**Short problem 1:**
According to the chicken adobo recipe, what can be used in place of liquid aminos?
**Short problem 2:**
Please extract every line of the listing below that contains the word "rusty".

**Document section:**
Chicken adobo is one of the popular filipino dishes. It is also the dish I cook if I do not have too much time to prepare elaborate dishes.
My version of adobo is a tad bit healthier than the original recipe because of the ingredients I use. I mainly use organic and gluten-free ingredients.
In the photos below, I used about 10 chicken drumsticks.
- chicken breast, drumsticks or thighs (or can mix the 3 kinds), serves 3-4 mouths
- about 3-4 russet potatoes, cut into cubes
- 5 garlic cloves, chopped
- 1 Tbsp of onion powder
- 1 Tbsp of garlic powder
- 2 tsp of pepper
- 1 Tbsp of black peppercorns (optional)
- 5-6 pcs of dry bay leaves
- 1 Tbsp brown sugar
- 3 Tbsp of worcestershire sauce
- 3/4 cup of liquid aminos (or low sodium soy sauce)

**Records shown:**

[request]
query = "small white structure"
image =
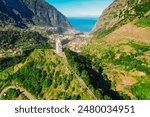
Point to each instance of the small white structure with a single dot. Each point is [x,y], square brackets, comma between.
[58,46]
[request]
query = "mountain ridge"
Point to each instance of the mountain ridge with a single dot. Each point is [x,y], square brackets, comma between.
[21,13]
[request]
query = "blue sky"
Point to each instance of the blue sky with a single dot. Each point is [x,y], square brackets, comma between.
[81,8]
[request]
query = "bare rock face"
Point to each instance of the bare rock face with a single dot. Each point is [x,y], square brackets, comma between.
[21,13]
[121,12]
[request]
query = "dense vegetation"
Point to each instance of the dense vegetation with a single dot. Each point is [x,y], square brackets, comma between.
[135,10]
[91,71]
[13,94]
[45,75]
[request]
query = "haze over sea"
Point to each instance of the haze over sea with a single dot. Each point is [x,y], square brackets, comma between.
[82,24]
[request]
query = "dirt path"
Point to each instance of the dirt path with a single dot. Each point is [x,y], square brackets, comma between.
[25,92]
[79,78]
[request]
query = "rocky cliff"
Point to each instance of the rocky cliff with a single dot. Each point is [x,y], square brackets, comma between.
[121,12]
[34,12]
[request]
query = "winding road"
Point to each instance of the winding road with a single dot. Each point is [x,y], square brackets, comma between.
[78,77]
[24,92]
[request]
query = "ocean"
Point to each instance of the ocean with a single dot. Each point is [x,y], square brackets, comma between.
[83,24]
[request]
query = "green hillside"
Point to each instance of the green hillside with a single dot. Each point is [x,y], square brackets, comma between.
[45,75]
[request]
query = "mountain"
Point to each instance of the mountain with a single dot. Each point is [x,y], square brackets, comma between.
[23,13]
[121,12]
[121,47]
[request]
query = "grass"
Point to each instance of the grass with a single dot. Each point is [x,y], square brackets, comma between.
[143,22]
[45,75]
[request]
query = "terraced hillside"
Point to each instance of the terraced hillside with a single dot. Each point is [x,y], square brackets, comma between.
[124,55]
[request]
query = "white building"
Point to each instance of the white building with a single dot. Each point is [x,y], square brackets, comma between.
[58,46]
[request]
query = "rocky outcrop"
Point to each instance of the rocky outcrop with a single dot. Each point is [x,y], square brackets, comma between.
[23,13]
[121,12]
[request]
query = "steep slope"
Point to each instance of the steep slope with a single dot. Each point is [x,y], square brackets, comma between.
[121,46]
[44,75]
[121,12]
[35,12]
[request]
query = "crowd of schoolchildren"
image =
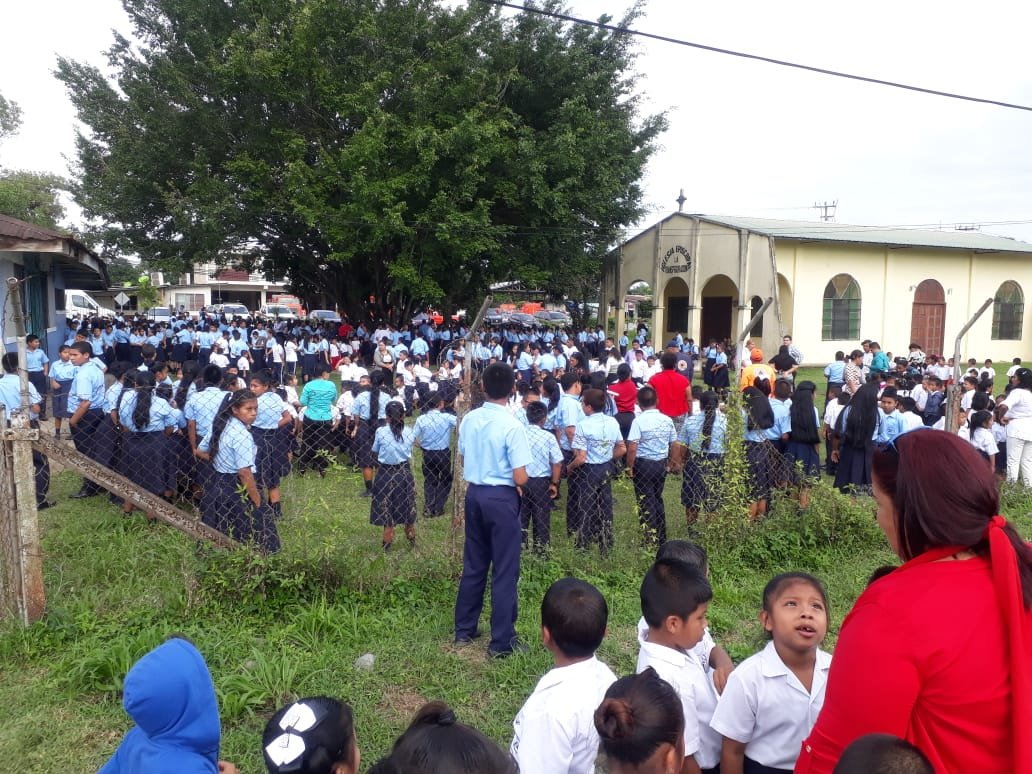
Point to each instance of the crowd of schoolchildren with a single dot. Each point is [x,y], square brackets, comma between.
[686,709]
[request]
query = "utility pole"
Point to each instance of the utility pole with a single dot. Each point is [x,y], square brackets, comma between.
[827,210]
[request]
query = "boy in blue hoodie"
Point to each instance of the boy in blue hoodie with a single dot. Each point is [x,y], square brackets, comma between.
[170,696]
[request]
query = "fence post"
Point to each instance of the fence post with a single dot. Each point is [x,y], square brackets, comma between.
[32,598]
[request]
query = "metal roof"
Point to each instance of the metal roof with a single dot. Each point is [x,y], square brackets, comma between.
[840,232]
[82,267]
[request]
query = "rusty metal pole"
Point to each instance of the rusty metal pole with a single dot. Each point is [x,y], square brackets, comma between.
[32,600]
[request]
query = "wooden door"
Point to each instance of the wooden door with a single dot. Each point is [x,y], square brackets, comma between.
[716,318]
[928,317]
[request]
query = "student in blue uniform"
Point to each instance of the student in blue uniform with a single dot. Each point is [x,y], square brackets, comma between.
[37,364]
[86,404]
[231,451]
[368,412]
[393,487]
[62,374]
[432,432]
[271,443]
[649,449]
[543,474]
[598,444]
[495,454]
[318,397]
[148,421]
[10,398]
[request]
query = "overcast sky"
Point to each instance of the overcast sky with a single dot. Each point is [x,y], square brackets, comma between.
[744,137]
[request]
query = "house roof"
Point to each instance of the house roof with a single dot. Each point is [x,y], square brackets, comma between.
[841,232]
[82,267]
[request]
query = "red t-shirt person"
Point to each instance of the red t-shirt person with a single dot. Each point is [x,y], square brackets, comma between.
[671,388]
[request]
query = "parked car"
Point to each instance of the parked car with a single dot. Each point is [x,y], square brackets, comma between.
[160,314]
[550,317]
[277,312]
[324,316]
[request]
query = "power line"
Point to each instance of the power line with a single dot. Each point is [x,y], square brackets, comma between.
[754,57]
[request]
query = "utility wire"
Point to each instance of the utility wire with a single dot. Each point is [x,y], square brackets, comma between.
[755,57]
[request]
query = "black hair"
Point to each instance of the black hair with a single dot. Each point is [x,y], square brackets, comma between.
[709,401]
[575,614]
[497,381]
[863,417]
[437,743]
[225,413]
[144,396]
[639,713]
[395,418]
[686,551]
[759,412]
[778,583]
[673,587]
[882,753]
[804,421]
[329,741]
[537,413]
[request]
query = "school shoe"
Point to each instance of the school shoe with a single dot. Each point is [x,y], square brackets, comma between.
[515,647]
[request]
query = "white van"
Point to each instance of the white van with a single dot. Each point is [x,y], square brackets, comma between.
[81,303]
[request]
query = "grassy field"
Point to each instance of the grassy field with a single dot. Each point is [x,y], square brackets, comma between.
[278,627]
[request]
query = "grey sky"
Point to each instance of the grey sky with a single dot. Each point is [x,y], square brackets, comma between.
[745,138]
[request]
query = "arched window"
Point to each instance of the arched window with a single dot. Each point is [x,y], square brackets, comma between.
[758,329]
[841,316]
[1008,310]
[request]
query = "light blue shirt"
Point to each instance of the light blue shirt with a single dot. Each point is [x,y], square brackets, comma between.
[270,409]
[10,394]
[318,396]
[432,430]
[361,407]
[653,431]
[35,359]
[88,384]
[492,444]
[569,414]
[544,452]
[597,434]
[691,432]
[389,450]
[236,447]
[162,415]
[201,408]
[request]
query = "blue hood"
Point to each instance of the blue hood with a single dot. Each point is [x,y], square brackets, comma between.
[170,696]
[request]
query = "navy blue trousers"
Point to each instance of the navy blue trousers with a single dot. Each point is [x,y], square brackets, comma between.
[492,541]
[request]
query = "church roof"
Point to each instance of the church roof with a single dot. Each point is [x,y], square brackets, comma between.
[841,232]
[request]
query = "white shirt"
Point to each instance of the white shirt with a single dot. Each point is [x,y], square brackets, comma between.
[766,706]
[554,731]
[698,696]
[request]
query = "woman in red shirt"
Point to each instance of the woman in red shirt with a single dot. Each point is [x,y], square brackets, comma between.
[938,651]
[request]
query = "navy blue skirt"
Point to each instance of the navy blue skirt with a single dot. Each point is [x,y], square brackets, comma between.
[393,496]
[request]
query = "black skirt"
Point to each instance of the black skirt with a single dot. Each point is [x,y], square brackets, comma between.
[393,496]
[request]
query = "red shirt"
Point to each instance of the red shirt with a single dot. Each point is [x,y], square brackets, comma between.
[670,389]
[924,655]
[626,395]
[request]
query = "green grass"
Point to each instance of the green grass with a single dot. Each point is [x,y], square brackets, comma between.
[292,624]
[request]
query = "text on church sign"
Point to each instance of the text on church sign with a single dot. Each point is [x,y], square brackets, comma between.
[676,261]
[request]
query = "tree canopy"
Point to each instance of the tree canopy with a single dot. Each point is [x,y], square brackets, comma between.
[392,150]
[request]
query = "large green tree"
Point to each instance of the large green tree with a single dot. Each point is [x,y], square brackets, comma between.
[386,149]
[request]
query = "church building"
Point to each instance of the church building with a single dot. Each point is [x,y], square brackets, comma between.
[833,285]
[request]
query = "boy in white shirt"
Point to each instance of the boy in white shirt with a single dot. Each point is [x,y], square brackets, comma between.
[675,598]
[554,731]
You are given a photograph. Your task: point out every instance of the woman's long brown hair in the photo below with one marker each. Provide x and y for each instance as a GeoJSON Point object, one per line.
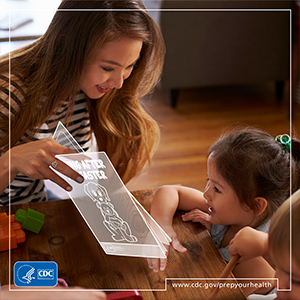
{"type": "Point", "coordinates": [51, 67]}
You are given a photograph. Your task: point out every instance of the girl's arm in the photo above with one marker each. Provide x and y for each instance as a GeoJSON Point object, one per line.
{"type": "Point", "coordinates": [250, 243]}
{"type": "Point", "coordinates": [165, 202]}
{"type": "Point", "coordinates": [169, 198]}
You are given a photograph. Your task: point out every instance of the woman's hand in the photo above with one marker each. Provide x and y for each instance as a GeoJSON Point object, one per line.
{"type": "Point", "coordinates": [197, 215]}
{"type": "Point", "coordinates": [34, 158]}
{"type": "Point", "coordinates": [249, 243]}
{"type": "Point", "coordinates": [161, 263]}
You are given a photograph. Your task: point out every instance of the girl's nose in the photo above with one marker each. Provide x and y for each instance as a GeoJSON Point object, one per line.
{"type": "Point", "coordinates": [206, 191]}
{"type": "Point", "coordinates": [117, 80]}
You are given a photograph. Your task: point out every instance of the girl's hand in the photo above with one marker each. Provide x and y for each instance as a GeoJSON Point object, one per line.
{"type": "Point", "coordinates": [249, 243]}
{"type": "Point", "coordinates": [161, 263]}
{"type": "Point", "coordinates": [34, 158]}
{"type": "Point", "coordinates": [197, 215]}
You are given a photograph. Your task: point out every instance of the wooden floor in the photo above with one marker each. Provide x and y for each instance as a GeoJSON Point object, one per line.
{"type": "Point", "coordinates": [200, 117]}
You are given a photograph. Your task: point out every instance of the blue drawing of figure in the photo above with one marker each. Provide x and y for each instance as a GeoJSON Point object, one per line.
{"type": "Point", "coordinates": [113, 222]}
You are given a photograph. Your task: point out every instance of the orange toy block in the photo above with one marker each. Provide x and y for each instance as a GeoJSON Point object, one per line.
{"type": "Point", "coordinates": [17, 235]}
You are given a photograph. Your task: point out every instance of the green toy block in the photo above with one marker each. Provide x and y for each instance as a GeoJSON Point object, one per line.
{"type": "Point", "coordinates": [31, 220]}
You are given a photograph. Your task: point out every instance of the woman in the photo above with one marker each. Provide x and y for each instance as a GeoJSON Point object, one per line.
{"type": "Point", "coordinates": [88, 70]}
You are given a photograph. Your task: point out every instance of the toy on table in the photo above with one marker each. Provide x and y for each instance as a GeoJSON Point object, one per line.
{"type": "Point", "coordinates": [16, 234]}
{"type": "Point", "coordinates": [127, 295]}
{"type": "Point", "coordinates": [31, 220]}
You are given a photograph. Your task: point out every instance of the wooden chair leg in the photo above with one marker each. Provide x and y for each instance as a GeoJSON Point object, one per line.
{"type": "Point", "coordinates": [279, 89]}
{"type": "Point", "coordinates": [173, 97]}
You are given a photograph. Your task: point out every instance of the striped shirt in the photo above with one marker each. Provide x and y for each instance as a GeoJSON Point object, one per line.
{"type": "Point", "coordinates": [24, 189]}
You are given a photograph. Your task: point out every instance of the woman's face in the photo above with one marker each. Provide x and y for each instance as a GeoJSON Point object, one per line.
{"type": "Point", "coordinates": [112, 65]}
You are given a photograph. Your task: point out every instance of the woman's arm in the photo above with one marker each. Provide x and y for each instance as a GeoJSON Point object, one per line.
{"type": "Point", "coordinates": [33, 160]}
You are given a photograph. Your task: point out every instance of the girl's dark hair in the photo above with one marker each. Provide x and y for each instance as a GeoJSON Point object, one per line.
{"type": "Point", "coordinates": [255, 165]}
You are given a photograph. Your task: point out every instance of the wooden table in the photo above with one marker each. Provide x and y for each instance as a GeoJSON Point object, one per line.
{"type": "Point", "coordinates": [66, 239]}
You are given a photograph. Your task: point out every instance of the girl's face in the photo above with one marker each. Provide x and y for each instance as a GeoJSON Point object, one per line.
{"type": "Point", "coordinates": [224, 206]}
{"type": "Point", "coordinates": [282, 267]}
{"type": "Point", "coordinates": [111, 66]}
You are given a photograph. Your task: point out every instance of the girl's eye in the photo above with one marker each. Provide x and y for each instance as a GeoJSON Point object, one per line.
{"type": "Point", "coordinates": [295, 282]}
{"type": "Point", "coordinates": [217, 190]}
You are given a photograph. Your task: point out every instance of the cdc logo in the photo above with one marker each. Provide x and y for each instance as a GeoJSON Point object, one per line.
{"type": "Point", "coordinates": [35, 274]}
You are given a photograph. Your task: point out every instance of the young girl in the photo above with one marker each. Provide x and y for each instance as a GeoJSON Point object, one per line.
{"type": "Point", "coordinates": [95, 61]}
{"type": "Point", "coordinates": [248, 179]}
{"type": "Point", "coordinates": [275, 247]}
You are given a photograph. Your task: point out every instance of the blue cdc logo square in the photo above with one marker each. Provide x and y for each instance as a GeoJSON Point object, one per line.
{"type": "Point", "coordinates": [35, 273]}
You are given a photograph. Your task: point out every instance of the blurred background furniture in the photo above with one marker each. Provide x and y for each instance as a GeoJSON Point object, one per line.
{"type": "Point", "coordinates": [213, 43]}
{"type": "Point", "coordinates": [24, 21]}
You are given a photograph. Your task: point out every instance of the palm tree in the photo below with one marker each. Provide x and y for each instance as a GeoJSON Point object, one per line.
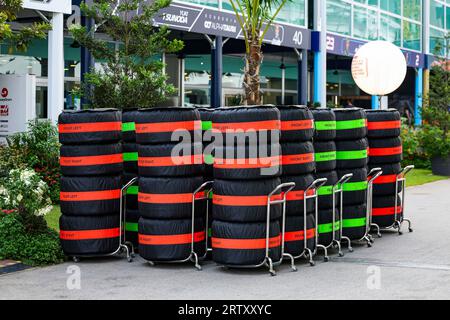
{"type": "Point", "coordinates": [255, 18]}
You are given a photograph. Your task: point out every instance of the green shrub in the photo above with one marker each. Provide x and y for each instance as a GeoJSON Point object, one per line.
{"type": "Point", "coordinates": [36, 249]}
{"type": "Point", "coordinates": [37, 149]}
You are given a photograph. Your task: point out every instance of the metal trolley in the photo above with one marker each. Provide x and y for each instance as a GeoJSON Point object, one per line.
{"type": "Point", "coordinates": [267, 261]}
{"type": "Point", "coordinates": [205, 188]}
{"type": "Point", "coordinates": [124, 246]}
{"type": "Point", "coordinates": [398, 218]}
{"type": "Point", "coordinates": [307, 252]}
{"type": "Point", "coordinates": [338, 188]}
{"type": "Point", "coordinates": [372, 176]}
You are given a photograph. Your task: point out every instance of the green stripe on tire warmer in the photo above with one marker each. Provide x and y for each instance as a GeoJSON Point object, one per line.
{"type": "Point", "coordinates": [128, 126]}
{"type": "Point", "coordinates": [350, 124]}
{"type": "Point", "coordinates": [354, 223]}
{"type": "Point", "coordinates": [130, 156]}
{"type": "Point", "coordinates": [206, 125]}
{"type": "Point", "coordinates": [350, 155]}
{"type": "Point", "coordinates": [325, 156]}
{"type": "Point", "coordinates": [355, 186]}
{"type": "Point", "coordinates": [131, 226]}
{"type": "Point", "coordinates": [133, 190]}
{"type": "Point", "coordinates": [328, 227]}
{"type": "Point", "coordinates": [325, 125]}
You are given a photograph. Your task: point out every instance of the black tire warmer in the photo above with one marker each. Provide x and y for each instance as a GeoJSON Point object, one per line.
{"type": "Point", "coordinates": [325, 155]}
{"type": "Point", "coordinates": [156, 125]}
{"type": "Point", "coordinates": [297, 158]}
{"type": "Point", "coordinates": [92, 126]}
{"type": "Point", "coordinates": [237, 244]}
{"type": "Point", "coordinates": [86, 196]}
{"type": "Point", "coordinates": [85, 235]}
{"type": "Point", "coordinates": [383, 123]}
{"type": "Point", "coordinates": [170, 160]}
{"type": "Point", "coordinates": [247, 162]}
{"type": "Point", "coordinates": [170, 240]}
{"type": "Point", "coordinates": [324, 124]}
{"type": "Point", "coordinates": [383, 210]}
{"type": "Point", "coordinates": [297, 123]}
{"type": "Point", "coordinates": [168, 198]}
{"type": "Point", "coordinates": [238, 201]}
{"type": "Point", "coordinates": [351, 123]}
{"type": "Point", "coordinates": [352, 154]}
{"type": "Point", "coordinates": [91, 160]}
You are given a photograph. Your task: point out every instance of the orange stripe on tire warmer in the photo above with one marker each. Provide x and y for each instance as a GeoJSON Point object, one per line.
{"type": "Point", "coordinates": [378, 152]}
{"type": "Point", "coordinates": [246, 201]}
{"type": "Point", "coordinates": [89, 234]}
{"type": "Point", "coordinates": [247, 163]}
{"type": "Point", "coordinates": [390, 178]}
{"type": "Point", "coordinates": [245, 244]}
{"type": "Point", "coordinates": [383, 125]}
{"type": "Point", "coordinates": [90, 127]}
{"type": "Point", "coordinates": [167, 198]}
{"type": "Point", "coordinates": [91, 160]}
{"type": "Point", "coordinates": [297, 158]}
{"type": "Point", "coordinates": [170, 161]}
{"type": "Point", "coordinates": [90, 195]}
{"type": "Point", "coordinates": [299, 235]}
{"type": "Point", "coordinates": [168, 126]}
{"type": "Point", "coordinates": [256, 125]}
{"type": "Point", "coordinates": [389, 211]}
{"type": "Point", "coordinates": [155, 240]}
{"type": "Point", "coordinates": [297, 125]}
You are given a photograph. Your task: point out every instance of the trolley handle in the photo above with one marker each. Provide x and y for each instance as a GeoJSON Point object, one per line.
{"type": "Point", "coordinates": [207, 186]}
{"type": "Point", "coordinates": [374, 174]}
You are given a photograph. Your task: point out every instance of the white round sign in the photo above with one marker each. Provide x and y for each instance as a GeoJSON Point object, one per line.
{"type": "Point", "coordinates": [379, 68]}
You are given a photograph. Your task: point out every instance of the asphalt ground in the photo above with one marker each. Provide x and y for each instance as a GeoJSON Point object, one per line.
{"type": "Point", "coordinates": [411, 266]}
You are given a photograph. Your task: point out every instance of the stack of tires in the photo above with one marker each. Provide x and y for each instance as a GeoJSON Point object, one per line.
{"type": "Point", "coordinates": [246, 170]}
{"type": "Point", "coordinates": [325, 158]}
{"type": "Point", "coordinates": [130, 171]}
{"type": "Point", "coordinates": [170, 170]}
{"type": "Point", "coordinates": [385, 152]}
{"type": "Point", "coordinates": [297, 131]}
{"type": "Point", "coordinates": [91, 167]}
{"type": "Point", "coordinates": [351, 156]}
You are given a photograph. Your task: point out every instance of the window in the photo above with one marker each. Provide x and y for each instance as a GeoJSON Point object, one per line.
{"type": "Point", "coordinates": [411, 35]}
{"type": "Point", "coordinates": [365, 23]}
{"type": "Point", "coordinates": [390, 29]}
{"type": "Point", "coordinates": [339, 17]}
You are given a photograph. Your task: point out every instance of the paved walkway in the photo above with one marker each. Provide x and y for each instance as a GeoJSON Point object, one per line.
{"type": "Point", "coordinates": [412, 266]}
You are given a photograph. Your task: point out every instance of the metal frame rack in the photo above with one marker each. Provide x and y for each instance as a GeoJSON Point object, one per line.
{"type": "Point", "coordinates": [338, 188]}
{"type": "Point", "coordinates": [268, 262]}
{"type": "Point", "coordinates": [398, 218]}
{"type": "Point", "coordinates": [193, 256]}
{"type": "Point", "coordinates": [123, 244]}
{"type": "Point", "coordinates": [307, 253]}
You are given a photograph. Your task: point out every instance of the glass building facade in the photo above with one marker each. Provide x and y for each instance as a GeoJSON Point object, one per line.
{"type": "Point", "coordinates": [397, 21]}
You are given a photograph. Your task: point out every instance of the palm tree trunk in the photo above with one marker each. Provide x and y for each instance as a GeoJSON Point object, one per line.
{"type": "Point", "coordinates": [253, 61]}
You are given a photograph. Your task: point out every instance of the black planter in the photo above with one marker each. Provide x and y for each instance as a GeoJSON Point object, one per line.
{"type": "Point", "coordinates": [441, 166]}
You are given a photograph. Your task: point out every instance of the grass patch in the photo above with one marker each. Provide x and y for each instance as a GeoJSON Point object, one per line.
{"type": "Point", "coordinates": [418, 177]}
{"type": "Point", "coordinates": [52, 217]}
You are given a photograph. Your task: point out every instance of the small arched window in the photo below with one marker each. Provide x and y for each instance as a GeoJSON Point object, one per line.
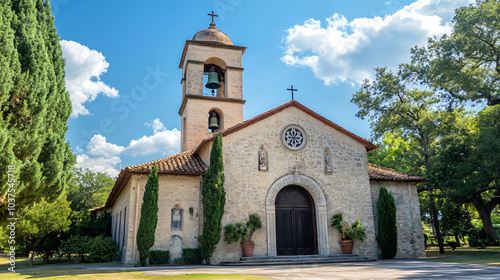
{"type": "Point", "coordinates": [214, 121]}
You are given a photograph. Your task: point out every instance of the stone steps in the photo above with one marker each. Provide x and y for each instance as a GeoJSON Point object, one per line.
{"type": "Point", "coordinates": [294, 260]}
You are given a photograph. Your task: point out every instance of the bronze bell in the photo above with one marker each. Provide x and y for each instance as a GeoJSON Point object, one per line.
{"type": "Point", "coordinates": [213, 122]}
{"type": "Point", "coordinates": [213, 80]}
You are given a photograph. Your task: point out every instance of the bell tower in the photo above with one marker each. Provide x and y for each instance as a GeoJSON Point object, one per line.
{"type": "Point", "coordinates": [212, 92]}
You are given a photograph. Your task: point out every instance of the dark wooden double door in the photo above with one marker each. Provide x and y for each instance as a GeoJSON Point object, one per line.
{"type": "Point", "coordinates": [295, 223]}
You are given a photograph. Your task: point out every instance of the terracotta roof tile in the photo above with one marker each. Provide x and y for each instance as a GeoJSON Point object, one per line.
{"type": "Point", "coordinates": [369, 146]}
{"type": "Point", "coordinates": [379, 173]}
{"type": "Point", "coordinates": [184, 163]}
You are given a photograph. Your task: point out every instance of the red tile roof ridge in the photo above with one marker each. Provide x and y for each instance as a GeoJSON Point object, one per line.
{"type": "Point", "coordinates": [369, 146]}
{"type": "Point", "coordinates": [385, 173]}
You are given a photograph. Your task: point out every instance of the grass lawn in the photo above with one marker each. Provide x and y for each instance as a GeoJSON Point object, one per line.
{"type": "Point", "coordinates": [74, 273]}
{"type": "Point", "coordinates": [489, 256]}
{"type": "Point", "coordinates": [24, 262]}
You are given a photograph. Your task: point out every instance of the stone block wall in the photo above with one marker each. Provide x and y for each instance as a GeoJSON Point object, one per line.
{"type": "Point", "coordinates": [410, 232]}
{"type": "Point", "coordinates": [175, 192]}
{"type": "Point", "coordinates": [346, 188]}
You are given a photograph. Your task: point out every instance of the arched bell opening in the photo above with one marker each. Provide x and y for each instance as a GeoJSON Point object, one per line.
{"type": "Point", "coordinates": [214, 77]}
{"type": "Point", "coordinates": [215, 120]}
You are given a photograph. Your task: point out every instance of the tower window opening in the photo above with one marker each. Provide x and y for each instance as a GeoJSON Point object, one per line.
{"type": "Point", "coordinates": [211, 80]}
{"type": "Point", "coordinates": [214, 121]}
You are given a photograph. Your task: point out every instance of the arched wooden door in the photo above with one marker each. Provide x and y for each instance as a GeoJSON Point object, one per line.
{"type": "Point", "coordinates": [295, 223]}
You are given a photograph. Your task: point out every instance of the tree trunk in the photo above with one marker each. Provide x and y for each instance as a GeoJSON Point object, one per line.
{"type": "Point", "coordinates": [457, 239]}
{"type": "Point", "coordinates": [485, 216]}
{"type": "Point", "coordinates": [431, 197]}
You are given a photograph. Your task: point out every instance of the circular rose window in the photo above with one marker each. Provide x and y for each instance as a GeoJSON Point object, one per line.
{"type": "Point", "coordinates": [294, 137]}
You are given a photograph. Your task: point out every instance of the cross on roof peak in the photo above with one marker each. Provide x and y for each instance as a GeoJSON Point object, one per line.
{"type": "Point", "coordinates": [213, 15]}
{"type": "Point", "coordinates": [292, 90]}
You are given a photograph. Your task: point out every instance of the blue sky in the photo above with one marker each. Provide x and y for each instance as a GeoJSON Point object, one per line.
{"type": "Point", "coordinates": [122, 62]}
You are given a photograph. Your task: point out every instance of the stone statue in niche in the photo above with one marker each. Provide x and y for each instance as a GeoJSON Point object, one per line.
{"type": "Point", "coordinates": [328, 161]}
{"type": "Point", "coordinates": [176, 219]}
{"type": "Point", "coordinates": [262, 159]}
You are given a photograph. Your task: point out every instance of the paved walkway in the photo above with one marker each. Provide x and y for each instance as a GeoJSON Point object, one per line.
{"type": "Point", "coordinates": [368, 270]}
{"type": "Point", "coordinates": [399, 269]}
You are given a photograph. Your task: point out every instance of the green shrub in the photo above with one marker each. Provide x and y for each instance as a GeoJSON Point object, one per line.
{"type": "Point", "coordinates": [149, 217]}
{"type": "Point", "coordinates": [191, 256]}
{"type": "Point", "coordinates": [387, 228]}
{"type": "Point", "coordinates": [213, 197]}
{"type": "Point", "coordinates": [159, 257]}
{"type": "Point", "coordinates": [347, 231]}
{"type": "Point", "coordinates": [76, 244]}
{"type": "Point", "coordinates": [102, 249]}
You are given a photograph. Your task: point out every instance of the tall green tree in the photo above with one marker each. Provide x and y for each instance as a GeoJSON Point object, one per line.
{"type": "Point", "coordinates": [467, 166]}
{"type": "Point", "coordinates": [89, 189]}
{"type": "Point", "coordinates": [398, 153]}
{"type": "Point", "coordinates": [41, 226]}
{"type": "Point", "coordinates": [35, 106]}
{"type": "Point", "coordinates": [466, 64]}
{"type": "Point", "coordinates": [149, 217]}
{"type": "Point", "coordinates": [396, 103]}
{"type": "Point", "coordinates": [387, 236]}
{"type": "Point", "coordinates": [213, 196]}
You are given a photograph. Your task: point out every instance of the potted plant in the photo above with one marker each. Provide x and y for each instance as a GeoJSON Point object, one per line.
{"type": "Point", "coordinates": [348, 233]}
{"type": "Point", "coordinates": [243, 232]}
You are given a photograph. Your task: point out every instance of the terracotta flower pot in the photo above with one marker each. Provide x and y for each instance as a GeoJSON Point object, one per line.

**Complete response 1:**
Low sodium soy sauce.

**Complete response 2:**
query = "rusty metal pole"
Point to each instance of the rusty metal pole with a single dot. Each point is [x,y], square brackets, comma between.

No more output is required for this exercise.